Short exercise: Print the material below word for word, from its first line through the line containing "[(1050, 439), (1076, 246)]", both ends included.

Dataset rows:
»»
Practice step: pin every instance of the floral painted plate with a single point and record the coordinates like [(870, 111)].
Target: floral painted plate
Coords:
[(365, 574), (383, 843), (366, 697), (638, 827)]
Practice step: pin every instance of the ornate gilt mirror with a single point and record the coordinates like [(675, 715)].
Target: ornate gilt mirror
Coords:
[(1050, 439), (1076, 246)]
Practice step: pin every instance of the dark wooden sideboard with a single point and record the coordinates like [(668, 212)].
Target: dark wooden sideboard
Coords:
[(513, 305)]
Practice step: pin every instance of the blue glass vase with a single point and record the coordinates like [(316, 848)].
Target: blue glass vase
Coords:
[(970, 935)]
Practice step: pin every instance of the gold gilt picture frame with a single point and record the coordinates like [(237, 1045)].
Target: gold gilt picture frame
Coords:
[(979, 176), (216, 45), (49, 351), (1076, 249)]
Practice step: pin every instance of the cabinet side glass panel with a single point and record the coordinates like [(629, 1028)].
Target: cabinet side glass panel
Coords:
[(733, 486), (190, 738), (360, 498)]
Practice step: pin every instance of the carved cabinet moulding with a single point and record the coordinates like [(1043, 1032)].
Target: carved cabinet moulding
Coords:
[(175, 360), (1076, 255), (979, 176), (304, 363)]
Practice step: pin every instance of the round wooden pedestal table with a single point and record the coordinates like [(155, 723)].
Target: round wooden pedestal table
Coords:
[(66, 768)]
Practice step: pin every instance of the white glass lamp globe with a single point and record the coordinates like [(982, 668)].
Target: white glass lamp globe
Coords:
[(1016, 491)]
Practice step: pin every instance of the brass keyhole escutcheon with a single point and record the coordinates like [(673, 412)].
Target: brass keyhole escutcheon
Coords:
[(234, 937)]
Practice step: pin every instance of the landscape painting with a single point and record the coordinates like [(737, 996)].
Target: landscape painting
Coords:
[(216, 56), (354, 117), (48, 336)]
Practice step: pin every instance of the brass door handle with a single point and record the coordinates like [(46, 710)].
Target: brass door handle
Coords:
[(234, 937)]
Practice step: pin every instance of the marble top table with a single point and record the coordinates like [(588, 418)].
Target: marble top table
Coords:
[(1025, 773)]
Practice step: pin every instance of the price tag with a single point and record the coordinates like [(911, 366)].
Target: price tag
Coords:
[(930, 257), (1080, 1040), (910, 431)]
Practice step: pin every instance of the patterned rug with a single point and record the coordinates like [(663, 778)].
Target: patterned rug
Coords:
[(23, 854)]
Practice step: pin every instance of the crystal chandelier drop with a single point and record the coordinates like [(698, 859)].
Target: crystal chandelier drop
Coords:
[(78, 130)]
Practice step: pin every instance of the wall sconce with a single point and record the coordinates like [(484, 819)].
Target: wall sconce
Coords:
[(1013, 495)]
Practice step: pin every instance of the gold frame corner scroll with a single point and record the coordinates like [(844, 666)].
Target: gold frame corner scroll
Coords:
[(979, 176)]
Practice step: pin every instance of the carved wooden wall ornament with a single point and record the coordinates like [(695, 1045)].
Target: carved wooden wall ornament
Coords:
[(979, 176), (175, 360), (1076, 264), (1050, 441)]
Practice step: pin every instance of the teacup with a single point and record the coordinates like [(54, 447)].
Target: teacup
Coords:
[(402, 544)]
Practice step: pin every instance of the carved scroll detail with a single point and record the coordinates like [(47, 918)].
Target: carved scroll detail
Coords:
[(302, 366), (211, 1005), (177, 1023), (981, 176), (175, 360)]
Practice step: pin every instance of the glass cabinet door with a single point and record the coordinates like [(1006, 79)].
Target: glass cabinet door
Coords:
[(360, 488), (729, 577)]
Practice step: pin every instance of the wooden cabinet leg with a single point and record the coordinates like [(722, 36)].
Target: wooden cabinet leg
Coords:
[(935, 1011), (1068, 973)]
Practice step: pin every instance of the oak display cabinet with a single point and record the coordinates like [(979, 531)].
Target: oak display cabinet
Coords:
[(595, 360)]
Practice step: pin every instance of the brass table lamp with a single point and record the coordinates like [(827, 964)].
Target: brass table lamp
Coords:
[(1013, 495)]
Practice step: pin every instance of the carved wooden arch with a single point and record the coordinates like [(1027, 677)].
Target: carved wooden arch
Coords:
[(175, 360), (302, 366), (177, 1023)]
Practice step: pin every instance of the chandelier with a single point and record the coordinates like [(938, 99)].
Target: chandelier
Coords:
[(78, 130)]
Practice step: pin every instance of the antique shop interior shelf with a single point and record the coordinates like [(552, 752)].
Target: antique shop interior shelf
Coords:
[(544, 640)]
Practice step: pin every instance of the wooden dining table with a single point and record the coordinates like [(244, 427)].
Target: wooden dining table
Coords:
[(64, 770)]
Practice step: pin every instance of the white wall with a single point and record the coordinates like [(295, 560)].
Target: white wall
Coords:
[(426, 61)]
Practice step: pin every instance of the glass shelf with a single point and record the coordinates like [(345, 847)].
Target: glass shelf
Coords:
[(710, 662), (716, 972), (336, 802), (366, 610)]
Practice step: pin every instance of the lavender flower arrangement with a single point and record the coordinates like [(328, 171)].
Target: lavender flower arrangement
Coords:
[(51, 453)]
««
Response to this exercise:
Practice step: pin every instance of the floral painted plate with a single point and record the coordinates like [(870, 111)].
Target: floral painted plate
Coords:
[(365, 574), (383, 843), (366, 697), (638, 827)]
Practice step: pin every instance of the ornate gilt mirror with a single point and record the coordinates like [(675, 715)].
Target: ornate gilt mirror
Coords:
[(1050, 439), (1076, 246)]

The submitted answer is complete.